Items from a dataset:
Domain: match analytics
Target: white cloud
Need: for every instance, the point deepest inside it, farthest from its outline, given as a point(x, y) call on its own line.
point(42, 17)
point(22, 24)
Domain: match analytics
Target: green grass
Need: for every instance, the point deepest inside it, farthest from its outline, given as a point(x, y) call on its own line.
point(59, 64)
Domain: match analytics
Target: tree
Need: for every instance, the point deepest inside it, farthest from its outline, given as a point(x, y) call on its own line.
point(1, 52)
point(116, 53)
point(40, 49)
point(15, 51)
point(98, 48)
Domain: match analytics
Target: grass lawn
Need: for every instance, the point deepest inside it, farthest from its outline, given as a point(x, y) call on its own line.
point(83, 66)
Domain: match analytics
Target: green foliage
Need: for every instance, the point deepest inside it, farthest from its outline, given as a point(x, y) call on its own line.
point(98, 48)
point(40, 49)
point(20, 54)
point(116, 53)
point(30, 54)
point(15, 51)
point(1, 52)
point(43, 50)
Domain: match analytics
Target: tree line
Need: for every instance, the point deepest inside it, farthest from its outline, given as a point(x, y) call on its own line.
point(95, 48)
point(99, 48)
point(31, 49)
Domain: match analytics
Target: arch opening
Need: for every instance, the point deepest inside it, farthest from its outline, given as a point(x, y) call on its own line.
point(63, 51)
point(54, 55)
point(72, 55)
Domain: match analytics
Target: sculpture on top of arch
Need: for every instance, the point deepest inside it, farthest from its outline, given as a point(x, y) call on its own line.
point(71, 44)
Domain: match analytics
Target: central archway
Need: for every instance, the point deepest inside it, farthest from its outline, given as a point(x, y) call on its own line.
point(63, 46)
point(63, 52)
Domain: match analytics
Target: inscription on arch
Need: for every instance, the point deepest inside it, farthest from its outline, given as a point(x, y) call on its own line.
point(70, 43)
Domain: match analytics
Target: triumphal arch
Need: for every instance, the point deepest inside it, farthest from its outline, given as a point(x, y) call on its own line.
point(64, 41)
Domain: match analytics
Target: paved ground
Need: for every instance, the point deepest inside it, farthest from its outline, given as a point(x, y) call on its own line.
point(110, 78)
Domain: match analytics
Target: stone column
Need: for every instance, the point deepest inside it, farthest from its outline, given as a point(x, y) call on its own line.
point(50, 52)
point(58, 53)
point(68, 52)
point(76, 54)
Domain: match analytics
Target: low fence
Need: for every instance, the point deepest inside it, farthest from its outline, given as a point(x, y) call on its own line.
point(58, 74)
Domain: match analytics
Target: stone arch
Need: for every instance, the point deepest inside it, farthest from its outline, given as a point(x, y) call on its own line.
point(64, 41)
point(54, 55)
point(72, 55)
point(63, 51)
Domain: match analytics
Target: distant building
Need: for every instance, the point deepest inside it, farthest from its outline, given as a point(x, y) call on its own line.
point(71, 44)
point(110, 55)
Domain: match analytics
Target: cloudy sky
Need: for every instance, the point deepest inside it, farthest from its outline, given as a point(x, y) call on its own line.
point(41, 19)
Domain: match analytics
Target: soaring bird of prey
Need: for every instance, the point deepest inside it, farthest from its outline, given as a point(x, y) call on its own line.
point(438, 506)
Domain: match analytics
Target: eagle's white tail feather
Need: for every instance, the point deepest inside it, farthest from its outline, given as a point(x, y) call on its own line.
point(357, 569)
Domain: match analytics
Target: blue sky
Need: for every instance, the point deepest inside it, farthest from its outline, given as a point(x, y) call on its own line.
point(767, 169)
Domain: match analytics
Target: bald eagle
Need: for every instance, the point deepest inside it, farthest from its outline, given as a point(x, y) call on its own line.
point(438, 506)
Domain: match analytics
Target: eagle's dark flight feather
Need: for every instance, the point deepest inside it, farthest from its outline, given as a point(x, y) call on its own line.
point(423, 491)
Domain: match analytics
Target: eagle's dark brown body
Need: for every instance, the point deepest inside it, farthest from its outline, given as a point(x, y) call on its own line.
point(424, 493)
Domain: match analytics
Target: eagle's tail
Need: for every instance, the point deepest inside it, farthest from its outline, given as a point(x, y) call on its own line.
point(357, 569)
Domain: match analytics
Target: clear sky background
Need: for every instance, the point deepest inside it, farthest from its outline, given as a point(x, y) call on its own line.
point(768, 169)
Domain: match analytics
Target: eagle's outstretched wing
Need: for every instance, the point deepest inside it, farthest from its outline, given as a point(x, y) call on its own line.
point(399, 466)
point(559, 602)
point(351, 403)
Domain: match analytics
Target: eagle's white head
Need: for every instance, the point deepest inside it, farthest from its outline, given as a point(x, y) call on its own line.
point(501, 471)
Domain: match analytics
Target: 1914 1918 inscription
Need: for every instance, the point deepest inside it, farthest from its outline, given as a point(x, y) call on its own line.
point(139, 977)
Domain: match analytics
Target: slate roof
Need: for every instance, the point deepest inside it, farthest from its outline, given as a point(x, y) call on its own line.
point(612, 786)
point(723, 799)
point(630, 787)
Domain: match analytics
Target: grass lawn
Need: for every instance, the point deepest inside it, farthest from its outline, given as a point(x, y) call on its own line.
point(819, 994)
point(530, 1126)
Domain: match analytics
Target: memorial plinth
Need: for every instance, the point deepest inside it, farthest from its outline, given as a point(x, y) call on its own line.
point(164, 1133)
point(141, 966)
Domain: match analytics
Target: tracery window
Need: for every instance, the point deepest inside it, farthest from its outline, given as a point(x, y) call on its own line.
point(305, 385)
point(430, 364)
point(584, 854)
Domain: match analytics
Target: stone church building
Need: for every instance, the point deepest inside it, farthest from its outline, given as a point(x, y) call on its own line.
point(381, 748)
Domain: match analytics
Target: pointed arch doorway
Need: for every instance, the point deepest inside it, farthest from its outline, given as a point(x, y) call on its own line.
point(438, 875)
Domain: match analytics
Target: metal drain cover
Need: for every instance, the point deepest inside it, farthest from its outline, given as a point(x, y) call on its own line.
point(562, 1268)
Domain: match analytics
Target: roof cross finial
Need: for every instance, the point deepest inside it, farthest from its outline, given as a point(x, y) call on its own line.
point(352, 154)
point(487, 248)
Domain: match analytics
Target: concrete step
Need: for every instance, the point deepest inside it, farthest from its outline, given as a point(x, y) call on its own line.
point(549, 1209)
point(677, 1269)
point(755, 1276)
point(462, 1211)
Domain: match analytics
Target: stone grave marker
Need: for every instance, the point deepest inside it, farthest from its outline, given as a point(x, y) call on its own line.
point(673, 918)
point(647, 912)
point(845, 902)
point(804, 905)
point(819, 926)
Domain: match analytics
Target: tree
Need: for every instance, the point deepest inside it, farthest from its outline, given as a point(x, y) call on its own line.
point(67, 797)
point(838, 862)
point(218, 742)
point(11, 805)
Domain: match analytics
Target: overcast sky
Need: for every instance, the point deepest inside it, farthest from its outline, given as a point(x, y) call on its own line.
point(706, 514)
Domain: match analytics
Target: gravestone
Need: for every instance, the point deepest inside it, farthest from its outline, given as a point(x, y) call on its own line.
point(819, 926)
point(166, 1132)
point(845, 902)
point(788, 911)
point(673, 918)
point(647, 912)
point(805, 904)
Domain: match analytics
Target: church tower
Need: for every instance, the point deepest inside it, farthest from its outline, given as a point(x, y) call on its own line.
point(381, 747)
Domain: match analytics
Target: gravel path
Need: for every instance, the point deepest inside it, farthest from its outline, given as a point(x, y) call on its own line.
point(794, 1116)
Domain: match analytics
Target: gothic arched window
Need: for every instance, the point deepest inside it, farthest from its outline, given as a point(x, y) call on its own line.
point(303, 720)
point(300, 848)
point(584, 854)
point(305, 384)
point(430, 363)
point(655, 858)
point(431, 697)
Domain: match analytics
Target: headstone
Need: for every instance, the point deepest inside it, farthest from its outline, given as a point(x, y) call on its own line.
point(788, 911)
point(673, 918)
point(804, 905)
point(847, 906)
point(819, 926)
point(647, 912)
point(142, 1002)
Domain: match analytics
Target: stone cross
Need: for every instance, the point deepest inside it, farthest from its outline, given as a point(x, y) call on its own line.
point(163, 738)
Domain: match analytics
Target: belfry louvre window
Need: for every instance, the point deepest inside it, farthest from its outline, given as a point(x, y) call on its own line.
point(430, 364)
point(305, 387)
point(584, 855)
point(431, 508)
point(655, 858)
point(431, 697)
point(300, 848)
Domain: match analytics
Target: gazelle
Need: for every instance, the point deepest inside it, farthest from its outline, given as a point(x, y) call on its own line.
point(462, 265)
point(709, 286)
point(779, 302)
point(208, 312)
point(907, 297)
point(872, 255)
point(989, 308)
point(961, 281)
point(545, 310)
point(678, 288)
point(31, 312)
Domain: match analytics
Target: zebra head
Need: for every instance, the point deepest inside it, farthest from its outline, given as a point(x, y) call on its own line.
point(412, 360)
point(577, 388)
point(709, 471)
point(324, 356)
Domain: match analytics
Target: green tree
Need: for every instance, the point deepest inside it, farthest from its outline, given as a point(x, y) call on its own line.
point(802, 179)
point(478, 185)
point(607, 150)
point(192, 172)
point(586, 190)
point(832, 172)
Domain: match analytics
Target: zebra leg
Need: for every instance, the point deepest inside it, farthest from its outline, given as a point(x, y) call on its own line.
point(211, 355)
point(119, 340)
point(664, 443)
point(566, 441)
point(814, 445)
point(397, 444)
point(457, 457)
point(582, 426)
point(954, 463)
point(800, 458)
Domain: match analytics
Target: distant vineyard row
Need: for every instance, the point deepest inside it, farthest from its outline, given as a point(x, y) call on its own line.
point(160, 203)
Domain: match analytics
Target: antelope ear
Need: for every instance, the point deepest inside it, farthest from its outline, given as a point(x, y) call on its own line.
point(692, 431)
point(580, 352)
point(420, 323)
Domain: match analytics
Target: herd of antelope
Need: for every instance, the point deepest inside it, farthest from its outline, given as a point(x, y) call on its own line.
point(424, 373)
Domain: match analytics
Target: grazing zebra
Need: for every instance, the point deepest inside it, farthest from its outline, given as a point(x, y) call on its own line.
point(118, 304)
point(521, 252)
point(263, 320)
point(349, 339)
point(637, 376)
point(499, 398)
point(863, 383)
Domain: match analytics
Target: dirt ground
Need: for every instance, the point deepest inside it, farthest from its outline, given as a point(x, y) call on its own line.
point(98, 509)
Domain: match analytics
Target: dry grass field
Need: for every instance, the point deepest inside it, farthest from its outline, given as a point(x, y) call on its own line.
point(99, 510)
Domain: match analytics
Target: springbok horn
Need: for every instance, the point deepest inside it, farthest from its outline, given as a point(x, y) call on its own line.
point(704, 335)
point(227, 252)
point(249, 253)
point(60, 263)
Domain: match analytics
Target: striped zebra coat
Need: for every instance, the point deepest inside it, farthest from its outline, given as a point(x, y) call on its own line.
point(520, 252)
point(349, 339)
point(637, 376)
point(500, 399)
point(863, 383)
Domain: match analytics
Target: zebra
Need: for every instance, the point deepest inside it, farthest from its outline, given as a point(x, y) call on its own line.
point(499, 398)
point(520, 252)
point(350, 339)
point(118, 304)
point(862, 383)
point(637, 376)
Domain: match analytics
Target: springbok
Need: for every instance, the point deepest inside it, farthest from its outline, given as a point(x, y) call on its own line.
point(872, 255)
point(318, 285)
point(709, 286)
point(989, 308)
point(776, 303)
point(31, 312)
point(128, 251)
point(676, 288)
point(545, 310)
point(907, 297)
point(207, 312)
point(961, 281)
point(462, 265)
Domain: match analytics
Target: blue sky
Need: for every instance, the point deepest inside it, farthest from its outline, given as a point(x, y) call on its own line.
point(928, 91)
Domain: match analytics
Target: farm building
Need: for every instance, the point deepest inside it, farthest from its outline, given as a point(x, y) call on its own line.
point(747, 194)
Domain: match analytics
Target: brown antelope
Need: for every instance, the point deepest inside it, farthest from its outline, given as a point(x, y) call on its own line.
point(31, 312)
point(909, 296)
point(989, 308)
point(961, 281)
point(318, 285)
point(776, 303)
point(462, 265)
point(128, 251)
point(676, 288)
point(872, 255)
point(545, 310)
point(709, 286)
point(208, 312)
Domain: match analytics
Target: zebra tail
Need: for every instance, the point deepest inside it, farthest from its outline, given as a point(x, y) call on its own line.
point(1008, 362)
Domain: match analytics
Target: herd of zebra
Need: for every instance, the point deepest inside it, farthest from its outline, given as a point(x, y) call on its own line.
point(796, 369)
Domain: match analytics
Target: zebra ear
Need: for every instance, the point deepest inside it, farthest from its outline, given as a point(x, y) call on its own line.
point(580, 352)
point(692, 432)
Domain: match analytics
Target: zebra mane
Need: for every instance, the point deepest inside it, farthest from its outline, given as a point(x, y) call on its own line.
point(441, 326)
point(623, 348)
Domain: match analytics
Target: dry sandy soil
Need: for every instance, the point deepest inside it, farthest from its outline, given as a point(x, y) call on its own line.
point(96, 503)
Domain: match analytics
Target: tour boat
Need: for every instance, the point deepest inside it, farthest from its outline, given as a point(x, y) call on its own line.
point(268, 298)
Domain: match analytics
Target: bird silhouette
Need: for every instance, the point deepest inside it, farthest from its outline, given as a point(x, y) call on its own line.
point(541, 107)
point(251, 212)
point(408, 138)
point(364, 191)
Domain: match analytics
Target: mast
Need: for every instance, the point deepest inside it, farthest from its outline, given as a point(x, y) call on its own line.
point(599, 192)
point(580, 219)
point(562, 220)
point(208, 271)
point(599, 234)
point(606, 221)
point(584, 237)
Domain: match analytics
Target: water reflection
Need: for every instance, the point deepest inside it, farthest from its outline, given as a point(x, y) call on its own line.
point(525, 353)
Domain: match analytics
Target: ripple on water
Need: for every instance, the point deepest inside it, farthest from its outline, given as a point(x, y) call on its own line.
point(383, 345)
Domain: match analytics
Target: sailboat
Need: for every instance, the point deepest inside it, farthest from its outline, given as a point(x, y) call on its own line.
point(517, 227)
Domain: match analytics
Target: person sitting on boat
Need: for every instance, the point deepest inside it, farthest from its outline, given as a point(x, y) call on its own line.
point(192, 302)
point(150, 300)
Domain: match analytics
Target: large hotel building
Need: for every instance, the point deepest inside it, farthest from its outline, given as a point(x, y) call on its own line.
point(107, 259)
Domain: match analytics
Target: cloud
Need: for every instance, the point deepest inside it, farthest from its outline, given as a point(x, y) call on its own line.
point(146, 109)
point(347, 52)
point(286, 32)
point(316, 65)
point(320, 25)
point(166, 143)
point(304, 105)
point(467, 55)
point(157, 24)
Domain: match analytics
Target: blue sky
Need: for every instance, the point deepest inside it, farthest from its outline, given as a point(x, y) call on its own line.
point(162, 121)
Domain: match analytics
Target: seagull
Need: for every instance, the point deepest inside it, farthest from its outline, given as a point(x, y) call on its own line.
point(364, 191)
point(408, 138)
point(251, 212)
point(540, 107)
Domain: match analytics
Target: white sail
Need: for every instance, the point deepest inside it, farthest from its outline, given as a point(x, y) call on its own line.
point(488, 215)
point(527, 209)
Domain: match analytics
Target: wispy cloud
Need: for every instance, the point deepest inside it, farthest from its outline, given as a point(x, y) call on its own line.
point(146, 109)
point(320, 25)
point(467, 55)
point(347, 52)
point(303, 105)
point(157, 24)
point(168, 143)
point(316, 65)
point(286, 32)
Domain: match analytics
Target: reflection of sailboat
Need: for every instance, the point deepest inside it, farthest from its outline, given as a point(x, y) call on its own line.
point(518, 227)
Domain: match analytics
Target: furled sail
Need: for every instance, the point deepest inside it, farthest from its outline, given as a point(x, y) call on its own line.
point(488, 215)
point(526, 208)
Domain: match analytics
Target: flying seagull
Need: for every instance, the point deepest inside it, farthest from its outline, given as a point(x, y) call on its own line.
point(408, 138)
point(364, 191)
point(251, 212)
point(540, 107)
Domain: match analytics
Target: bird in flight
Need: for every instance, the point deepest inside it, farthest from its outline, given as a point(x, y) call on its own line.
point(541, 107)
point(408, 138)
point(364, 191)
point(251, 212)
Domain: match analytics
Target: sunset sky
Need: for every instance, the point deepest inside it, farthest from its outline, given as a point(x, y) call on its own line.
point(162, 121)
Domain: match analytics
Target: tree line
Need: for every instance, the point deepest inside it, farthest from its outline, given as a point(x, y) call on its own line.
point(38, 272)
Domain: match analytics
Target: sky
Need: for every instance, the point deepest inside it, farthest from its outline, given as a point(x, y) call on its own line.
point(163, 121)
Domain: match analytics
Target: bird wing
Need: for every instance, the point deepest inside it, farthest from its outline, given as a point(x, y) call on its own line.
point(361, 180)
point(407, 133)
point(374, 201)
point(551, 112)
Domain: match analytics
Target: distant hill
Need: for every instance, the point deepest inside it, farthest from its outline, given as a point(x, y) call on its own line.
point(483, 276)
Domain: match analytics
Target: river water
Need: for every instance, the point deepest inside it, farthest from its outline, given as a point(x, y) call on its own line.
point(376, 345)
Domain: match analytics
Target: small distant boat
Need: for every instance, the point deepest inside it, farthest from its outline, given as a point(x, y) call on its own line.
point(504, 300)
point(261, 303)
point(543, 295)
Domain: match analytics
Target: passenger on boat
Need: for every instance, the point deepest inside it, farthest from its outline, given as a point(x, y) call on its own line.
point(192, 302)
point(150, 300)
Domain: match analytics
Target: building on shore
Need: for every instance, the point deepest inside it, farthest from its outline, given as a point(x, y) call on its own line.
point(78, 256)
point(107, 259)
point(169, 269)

#### [Exercise description]
State how many lines of the data include the word "white", with nothing else.

#### [Response box]
4